◆ SOURCE EXCERPT ◆
Ever since the term “restricted professional” was coined for teachers who didn’t have a Gestetner machine in the bedroom, the worry existed that the cap might fit. Like Boxer in Animal Farm, the mantra adopted by the professionally responsible was “I must work harder”. When a judge delivered the verdict that a teacher’s workload had no limit, that the contract was for as long as it took to do the job, a frisson of guilt passed through me.

Computer literacy is a case in point. Memories of “training” sessions where 20 colleagues sat round the wall making slow progress through page one of a manual with zillions of pages are fresh in the mind. I recently gave a lift to a friend attending a local college. He was trying to master the computer (for the third time, he added) and paying for the privilege himself.

I feel I’ve not recovered from the earlier breakthrough when I completed my first three-colour Banda sheet, sadly not realising two of the colours were liable to fade over time. My trust in technology was dented.

◆ REQUIRED ACTIONS ◆
A. From the passage on teachers' workload:
(i) What mantra did the professionally responsible adopt?
(ii) How many colleagues sat round the wall in the remembered "training" sessions?
(iii) For which attempt was the friend trying to master the computer?
B. Duplicate part of the passage on teachers' workload, beginning at the words "Ever since the" and stopping after "the privilege himself.".

◆ DATA SHOWN ◆
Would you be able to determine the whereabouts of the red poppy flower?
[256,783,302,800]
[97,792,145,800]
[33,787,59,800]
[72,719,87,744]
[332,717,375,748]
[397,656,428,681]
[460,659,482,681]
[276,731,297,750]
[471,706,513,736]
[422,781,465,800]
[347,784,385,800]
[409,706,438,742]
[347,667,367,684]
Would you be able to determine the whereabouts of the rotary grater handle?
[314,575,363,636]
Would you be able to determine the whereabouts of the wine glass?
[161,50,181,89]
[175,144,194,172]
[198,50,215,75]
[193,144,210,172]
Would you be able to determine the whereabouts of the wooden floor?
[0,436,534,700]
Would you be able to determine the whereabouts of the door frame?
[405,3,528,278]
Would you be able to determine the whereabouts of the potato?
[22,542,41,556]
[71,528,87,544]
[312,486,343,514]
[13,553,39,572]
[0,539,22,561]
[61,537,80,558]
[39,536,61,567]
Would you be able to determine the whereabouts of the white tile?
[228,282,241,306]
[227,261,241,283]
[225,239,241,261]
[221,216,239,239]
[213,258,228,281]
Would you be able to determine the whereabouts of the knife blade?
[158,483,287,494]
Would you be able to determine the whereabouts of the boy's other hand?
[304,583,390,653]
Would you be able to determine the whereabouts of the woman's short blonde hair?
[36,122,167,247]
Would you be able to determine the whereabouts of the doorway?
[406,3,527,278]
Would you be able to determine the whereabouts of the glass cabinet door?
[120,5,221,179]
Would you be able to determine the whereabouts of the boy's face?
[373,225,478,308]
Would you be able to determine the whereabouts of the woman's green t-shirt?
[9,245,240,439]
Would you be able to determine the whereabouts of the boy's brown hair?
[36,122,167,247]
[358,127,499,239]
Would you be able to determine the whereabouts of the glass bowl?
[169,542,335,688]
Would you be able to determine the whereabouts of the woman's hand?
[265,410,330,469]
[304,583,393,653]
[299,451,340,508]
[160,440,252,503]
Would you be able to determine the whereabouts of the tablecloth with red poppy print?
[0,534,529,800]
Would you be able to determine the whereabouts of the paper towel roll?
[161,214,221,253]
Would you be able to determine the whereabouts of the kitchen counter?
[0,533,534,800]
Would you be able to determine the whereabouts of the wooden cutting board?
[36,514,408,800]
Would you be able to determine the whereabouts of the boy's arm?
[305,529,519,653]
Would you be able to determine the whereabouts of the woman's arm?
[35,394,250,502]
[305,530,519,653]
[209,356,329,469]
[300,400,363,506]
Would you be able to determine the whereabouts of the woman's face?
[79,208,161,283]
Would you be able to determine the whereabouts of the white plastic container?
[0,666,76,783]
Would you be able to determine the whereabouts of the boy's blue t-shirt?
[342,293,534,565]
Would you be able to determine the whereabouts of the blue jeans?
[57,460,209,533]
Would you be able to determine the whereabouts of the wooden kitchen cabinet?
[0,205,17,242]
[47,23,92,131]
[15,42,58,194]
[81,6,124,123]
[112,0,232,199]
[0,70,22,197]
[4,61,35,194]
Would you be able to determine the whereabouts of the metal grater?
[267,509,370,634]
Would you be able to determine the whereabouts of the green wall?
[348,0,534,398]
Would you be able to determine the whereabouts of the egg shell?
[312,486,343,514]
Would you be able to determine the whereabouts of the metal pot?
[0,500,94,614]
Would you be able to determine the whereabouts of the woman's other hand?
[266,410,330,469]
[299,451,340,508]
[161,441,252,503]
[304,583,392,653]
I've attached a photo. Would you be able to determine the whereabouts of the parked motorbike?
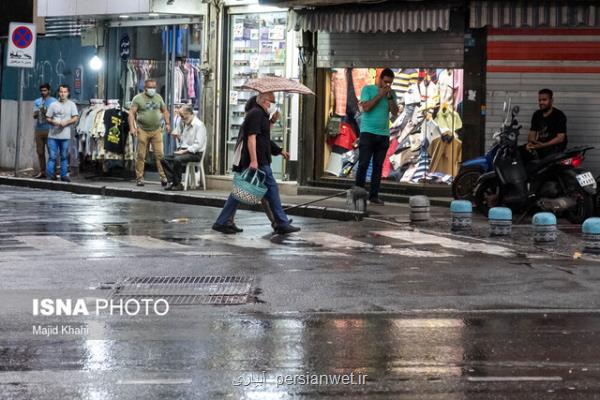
[474,103,597,224]
[452,131,501,201]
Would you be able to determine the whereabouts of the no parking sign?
[6,22,36,68]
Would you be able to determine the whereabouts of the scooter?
[474,103,597,224]
[452,131,501,201]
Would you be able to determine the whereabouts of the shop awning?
[289,5,450,33]
[469,0,600,28]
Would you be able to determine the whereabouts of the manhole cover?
[111,276,254,305]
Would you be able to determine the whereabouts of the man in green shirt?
[356,68,398,205]
[129,79,171,186]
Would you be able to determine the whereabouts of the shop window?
[323,68,468,185]
[225,12,293,179]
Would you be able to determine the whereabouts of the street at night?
[0,186,600,399]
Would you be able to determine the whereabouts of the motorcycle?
[452,131,501,201]
[474,102,597,224]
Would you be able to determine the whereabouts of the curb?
[298,186,454,207]
[0,176,368,221]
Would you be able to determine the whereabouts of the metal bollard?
[532,212,557,243]
[581,218,600,254]
[346,186,368,212]
[408,196,431,222]
[488,207,512,236]
[450,200,473,231]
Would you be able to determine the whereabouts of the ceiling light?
[90,55,104,71]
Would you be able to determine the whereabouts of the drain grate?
[110,276,254,305]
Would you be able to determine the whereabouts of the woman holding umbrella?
[228,96,292,233]
[212,76,314,235]
[212,92,300,235]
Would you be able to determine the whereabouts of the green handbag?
[231,168,267,206]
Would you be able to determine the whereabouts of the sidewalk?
[0,171,446,221]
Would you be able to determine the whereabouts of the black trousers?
[356,132,390,199]
[160,153,202,185]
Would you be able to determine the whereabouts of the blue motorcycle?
[452,131,500,201]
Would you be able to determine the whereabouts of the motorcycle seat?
[525,153,564,172]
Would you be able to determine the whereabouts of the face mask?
[269,103,277,115]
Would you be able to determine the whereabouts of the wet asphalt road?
[0,186,600,399]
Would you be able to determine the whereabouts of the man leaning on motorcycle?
[523,89,568,160]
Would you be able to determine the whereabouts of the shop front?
[219,1,299,181]
[470,1,600,175]
[284,3,482,195]
[38,0,207,180]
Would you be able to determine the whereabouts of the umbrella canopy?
[242,76,314,95]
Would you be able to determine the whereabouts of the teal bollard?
[488,207,512,236]
[581,218,600,254]
[532,212,557,243]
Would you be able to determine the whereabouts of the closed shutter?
[317,32,464,68]
[486,29,600,175]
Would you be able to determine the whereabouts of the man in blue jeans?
[356,68,398,205]
[46,85,79,182]
[212,93,300,235]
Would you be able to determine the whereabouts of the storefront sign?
[120,34,131,61]
[6,22,36,68]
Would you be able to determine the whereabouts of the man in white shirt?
[46,85,79,182]
[161,105,206,190]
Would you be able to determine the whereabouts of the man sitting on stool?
[161,105,206,190]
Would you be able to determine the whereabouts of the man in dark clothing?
[212,93,300,235]
[525,89,568,158]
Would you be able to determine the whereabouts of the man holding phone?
[356,68,398,205]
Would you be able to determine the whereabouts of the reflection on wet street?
[0,310,600,399]
[0,187,600,400]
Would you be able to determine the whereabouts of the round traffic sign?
[12,26,33,49]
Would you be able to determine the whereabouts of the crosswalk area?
[0,229,515,262]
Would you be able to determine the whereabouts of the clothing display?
[121,58,202,108]
[74,99,135,161]
[103,108,129,154]
[224,12,290,179]
[392,68,419,104]
[428,134,462,176]
[120,60,166,105]
[327,68,464,184]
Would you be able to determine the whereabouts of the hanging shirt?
[173,117,206,154]
[331,68,348,117]
[435,107,462,133]
[104,108,129,154]
[33,97,56,131]
[438,69,458,104]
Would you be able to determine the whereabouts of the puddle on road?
[265,235,323,248]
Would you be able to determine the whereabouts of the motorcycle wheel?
[475,179,501,217]
[452,167,483,201]
[565,190,594,225]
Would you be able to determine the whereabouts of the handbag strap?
[250,169,266,186]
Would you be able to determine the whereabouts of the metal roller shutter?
[317,32,464,68]
[485,29,600,175]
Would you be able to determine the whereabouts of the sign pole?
[6,22,37,176]
[15,68,25,176]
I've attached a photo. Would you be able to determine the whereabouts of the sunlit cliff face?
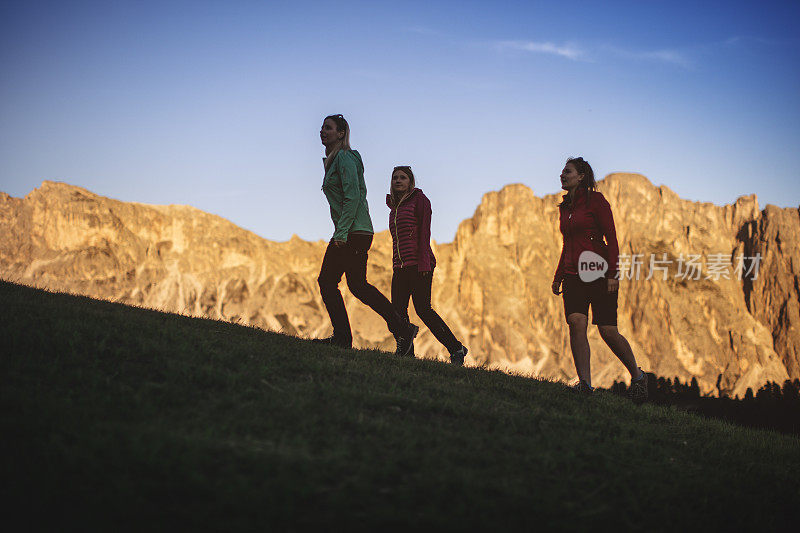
[0,175,800,395]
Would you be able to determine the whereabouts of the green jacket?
[322,150,374,241]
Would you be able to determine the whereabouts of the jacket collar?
[386,187,422,209]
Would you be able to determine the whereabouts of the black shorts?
[561,274,619,326]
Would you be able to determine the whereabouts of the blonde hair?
[322,115,352,171]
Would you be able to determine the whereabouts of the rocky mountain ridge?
[0,174,800,395]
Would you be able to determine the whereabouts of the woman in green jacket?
[316,115,419,356]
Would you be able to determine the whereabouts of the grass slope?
[0,282,800,530]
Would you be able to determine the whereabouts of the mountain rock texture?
[0,179,800,396]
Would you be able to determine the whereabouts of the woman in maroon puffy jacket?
[552,157,647,401]
[386,166,467,365]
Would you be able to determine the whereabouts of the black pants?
[317,234,407,344]
[392,266,461,354]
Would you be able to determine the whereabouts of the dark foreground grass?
[0,282,800,531]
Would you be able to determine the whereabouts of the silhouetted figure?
[552,157,648,401]
[386,166,467,365]
[315,115,419,356]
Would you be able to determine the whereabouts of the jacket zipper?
[394,196,406,268]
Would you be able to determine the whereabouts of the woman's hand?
[552,281,561,295]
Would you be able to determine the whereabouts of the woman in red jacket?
[552,157,647,401]
[386,166,467,365]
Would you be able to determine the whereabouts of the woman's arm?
[592,192,619,279]
[417,193,433,272]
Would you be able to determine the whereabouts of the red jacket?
[386,189,436,272]
[553,187,619,283]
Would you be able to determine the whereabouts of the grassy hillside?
[0,282,800,530]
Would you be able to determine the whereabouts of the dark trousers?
[392,266,461,353]
[317,234,407,344]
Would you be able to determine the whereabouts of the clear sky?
[0,0,800,242]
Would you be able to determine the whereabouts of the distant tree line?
[608,376,800,435]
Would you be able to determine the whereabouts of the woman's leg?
[590,279,639,379]
[411,272,461,354]
[392,268,413,321]
[344,234,409,337]
[567,313,592,386]
[317,238,353,346]
[597,326,639,379]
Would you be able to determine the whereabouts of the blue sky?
[0,0,800,242]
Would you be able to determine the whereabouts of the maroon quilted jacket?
[386,189,436,272]
[553,187,619,282]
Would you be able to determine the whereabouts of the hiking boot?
[311,337,353,350]
[628,368,648,403]
[570,379,594,396]
[450,344,469,366]
[394,322,419,357]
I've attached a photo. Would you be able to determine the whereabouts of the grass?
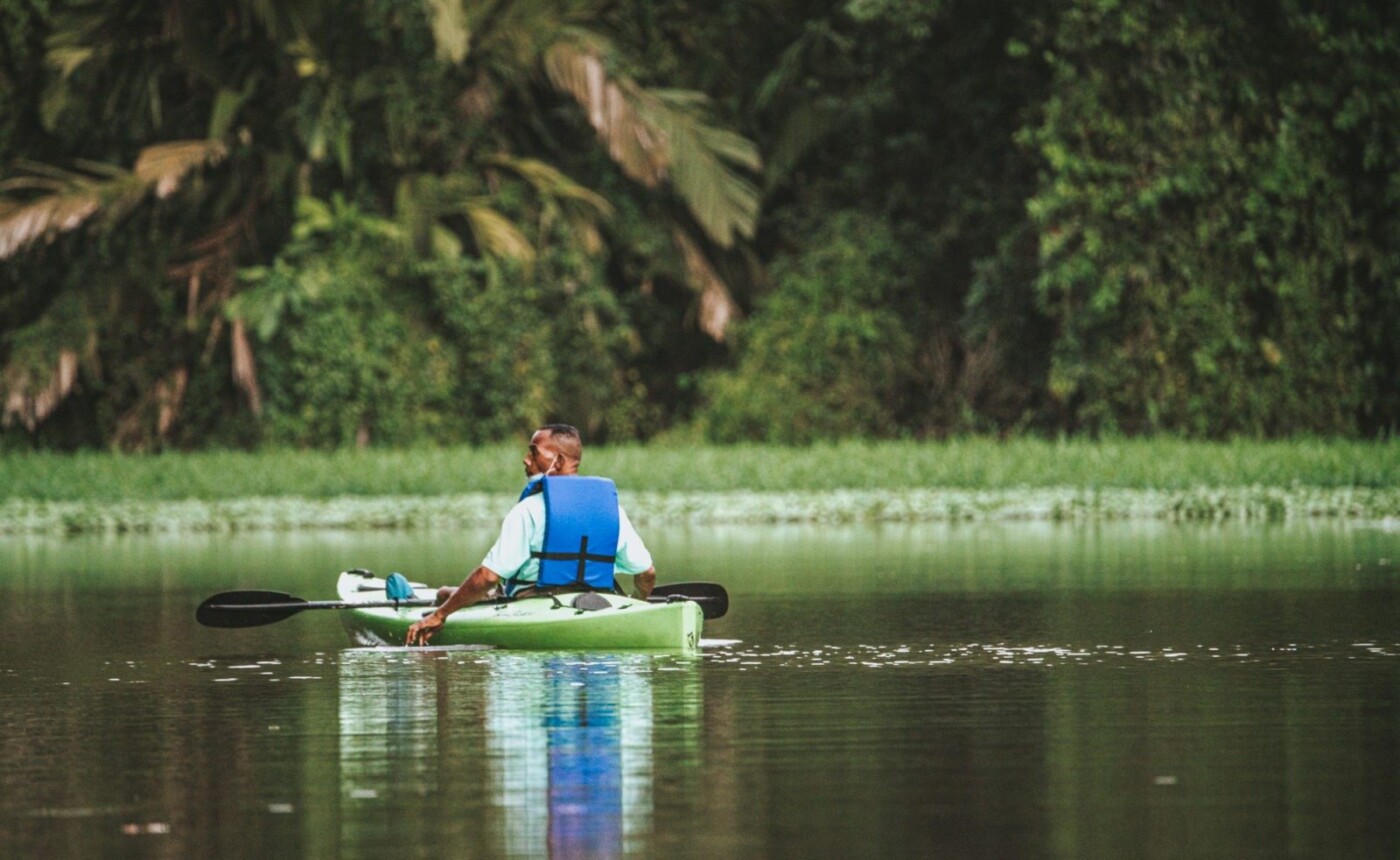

◆ TASK ANSWERS ◆
A.
(i) "I must work harder"
(ii) 20
(iii) The third time

B.
Ever since the term “restricted professional” was coined for teachers who didn’t have a Gestetner machine in the bedroom, the worry existed that the cap might fit. Like Boxer in Animal Farm, the mantra adopted by the professionally responsible was “I must work harder”. When a judge delivered the verdict that a teacher’s workload had no limit, that the contract was for as long as it took to do the job, a frisson of guilt passed through me.

Computer literacy is a case in point. Memories of “training” sessions where 20 colleagues sat round the wall making slow progress through page one of a manual with zillions of pages are fresh in the mind. I recently gave a lift to a friend attending a local college. He was trying to master the computer (for the third time, he added) and paying for the privilege himself.